• [What the exercise asks]: Please reproduce each line of the data below as it stands.
:: Records supplied
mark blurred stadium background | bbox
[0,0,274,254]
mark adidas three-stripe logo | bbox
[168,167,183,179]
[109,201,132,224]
::::
• [Reply to the exercise]:
mark blurred stadium background | bbox
[0,0,274,254]
mark adidas three-stripe logo | bbox
[168,167,183,179]
[109,201,132,224]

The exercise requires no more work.